Task prompt: Convert the part of the data that opens with the line containing "Is any tree line" and closes with the line containing "[[0, 184, 331, 204], [378, 143, 502, 204]]" into a Markdown table with the columns Row and Text. Number each line in the Row column and leave out any blank lines.

-- Start --

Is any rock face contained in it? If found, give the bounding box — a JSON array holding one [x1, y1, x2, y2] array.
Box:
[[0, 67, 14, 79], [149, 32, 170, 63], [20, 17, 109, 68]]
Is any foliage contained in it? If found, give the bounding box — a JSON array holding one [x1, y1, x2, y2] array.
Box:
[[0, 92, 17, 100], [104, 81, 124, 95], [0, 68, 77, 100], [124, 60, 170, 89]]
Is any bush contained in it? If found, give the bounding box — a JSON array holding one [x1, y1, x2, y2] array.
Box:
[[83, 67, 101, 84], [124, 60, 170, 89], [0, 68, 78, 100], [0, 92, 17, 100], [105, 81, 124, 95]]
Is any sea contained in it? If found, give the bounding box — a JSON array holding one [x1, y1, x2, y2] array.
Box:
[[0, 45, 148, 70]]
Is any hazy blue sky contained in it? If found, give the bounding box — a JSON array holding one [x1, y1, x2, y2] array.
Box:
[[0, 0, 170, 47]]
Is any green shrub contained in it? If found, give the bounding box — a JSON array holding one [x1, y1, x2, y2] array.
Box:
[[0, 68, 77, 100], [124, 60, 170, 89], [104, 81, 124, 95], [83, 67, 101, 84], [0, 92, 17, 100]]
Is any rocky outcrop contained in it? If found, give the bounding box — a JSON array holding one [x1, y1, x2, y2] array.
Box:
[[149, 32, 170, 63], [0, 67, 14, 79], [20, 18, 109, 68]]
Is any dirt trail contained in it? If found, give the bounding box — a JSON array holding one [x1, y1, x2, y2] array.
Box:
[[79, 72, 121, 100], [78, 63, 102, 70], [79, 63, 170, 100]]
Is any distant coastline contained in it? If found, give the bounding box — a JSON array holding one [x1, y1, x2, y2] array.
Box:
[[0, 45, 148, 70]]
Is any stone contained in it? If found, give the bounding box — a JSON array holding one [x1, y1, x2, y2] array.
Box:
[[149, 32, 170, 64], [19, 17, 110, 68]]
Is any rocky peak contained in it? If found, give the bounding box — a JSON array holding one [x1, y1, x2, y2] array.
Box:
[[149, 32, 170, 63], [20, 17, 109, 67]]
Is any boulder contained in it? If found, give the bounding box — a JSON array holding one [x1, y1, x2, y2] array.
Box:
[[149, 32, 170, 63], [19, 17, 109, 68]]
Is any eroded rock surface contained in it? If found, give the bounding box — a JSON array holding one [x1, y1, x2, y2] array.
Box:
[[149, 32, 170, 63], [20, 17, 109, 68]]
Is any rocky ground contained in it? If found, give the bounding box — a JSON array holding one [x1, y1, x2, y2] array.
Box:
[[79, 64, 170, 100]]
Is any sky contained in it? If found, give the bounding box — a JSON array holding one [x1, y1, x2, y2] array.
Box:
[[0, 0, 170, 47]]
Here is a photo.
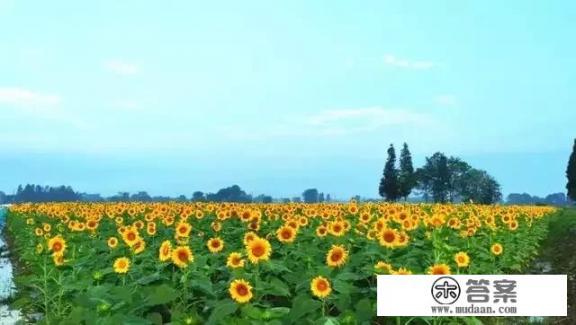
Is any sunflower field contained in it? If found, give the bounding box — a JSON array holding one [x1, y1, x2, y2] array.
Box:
[[7, 201, 555, 324]]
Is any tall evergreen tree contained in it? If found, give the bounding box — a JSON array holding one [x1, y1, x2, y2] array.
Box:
[[398, 143, 417, 201], [566, 139, 576, 201], [378, 144, 400, 201]]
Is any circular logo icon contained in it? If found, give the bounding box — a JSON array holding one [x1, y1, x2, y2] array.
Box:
[[432, 276, 460, 305]]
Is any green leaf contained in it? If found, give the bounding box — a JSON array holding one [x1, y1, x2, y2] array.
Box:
[[142, 284, 179, 306], [136, 272, 162, 285], [207, 299, 238, 324], [240, 304, 263, 320], [288, 295, 322, 323], [314, 317, 340, 325], [355, 298, 376, 323], [268, 278, 290, 297], [146, 313, 163, 325]]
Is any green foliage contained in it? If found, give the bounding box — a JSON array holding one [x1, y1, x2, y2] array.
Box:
[[566, 139, 576, 201], [378, 144, 401, 201], [398, 143, 418, 200]]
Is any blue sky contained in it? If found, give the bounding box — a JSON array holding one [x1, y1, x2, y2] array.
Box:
[[0, 0, 576, 198]]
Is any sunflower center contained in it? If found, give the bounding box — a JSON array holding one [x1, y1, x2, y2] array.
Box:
[[384, 231, 396, 243], [178, 251, 188, 262], [52, 242, 62, 252], [236, 284, 248, 296], [316, 280, 328, 291], [330, 251, 342, 262], [252, 245, 266, 257]]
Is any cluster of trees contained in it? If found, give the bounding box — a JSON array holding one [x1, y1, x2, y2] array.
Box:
[[0, 184, 80, 203], [566, 139, 576, 202], [506, 192, 570, 205], [378, 143, 502, 204], [0, 184, 331, 204], [302, 188, 332, 203]]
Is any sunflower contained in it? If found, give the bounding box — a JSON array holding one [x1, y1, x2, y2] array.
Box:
[[228, 279, 252, 304], [146, 223, 156, 236], [310, 276, 332, 299], [428, 264, 450, 275], [107, 237, 118, 248], [328, 221, 346, 237], [490, 243, 504, 256], [48, 235, 66, 254], [114, 257, 130, 273], [211, 221, 222, 232], [316, 225, 328, 237], [246, 238, 272, 264], [276, 226, 296, 243], [374, 261, 392, 274], [132, 238, 146, 254], [176, 221, 192, 238], [172, 246, 194, 268], [226, 252, 244, 269], [454, 252, 470, 267], [206, 237, 224, 253], [158, 240, 172, 262], [392, 267, 412, 275], [122, 227, 140, 247], [326, 245, 348, 267], [52, 253, 64, 266], [379, 228, 399, 248], [36, 243, 44, 255], [242, 231, 258, 245]]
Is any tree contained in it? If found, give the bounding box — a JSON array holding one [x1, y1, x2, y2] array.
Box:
[[448, 157, 472, 202], [378, 144, 400, 201], [302, 188, 318, 203], [566, 139, 576, 201], [398, 143, 418, 201], [416, 152, 450, 202], [460, 168, 502, 204], [192, 191, 206, 202], [206, 185, 252, 203]]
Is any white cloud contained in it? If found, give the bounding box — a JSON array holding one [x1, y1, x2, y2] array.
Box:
[[112, 99, 140, 111], [306, 107, 430, 130], [0, 87, 61, 106], [229, 106, 437, 139], [434, 95, 458, 107], [104, 60, 140, 76], [384, 54, 436, 70]]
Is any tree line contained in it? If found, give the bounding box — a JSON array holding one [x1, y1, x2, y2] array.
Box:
[[0, 184, 331, 204], [378, 143, 502, 204]]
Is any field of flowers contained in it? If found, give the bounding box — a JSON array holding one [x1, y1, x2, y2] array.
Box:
[[2, 201, 554, 324]]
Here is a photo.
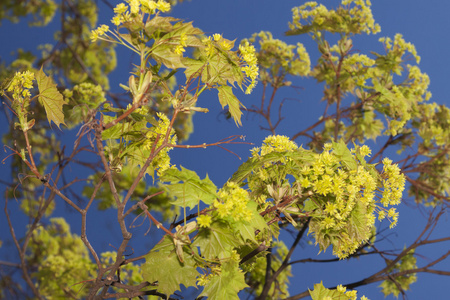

-- End --

Answer to the task:
| Row | Text |
|---|---|
| 1 | Is any tree line contained in it? If found, give the bounding box — a JSON array holding one [x1, y1, x2, y2] array. |
| 2 | Box: |
| 3 | [[0, 184, 331, 204], [378, 143, 502, 204]] |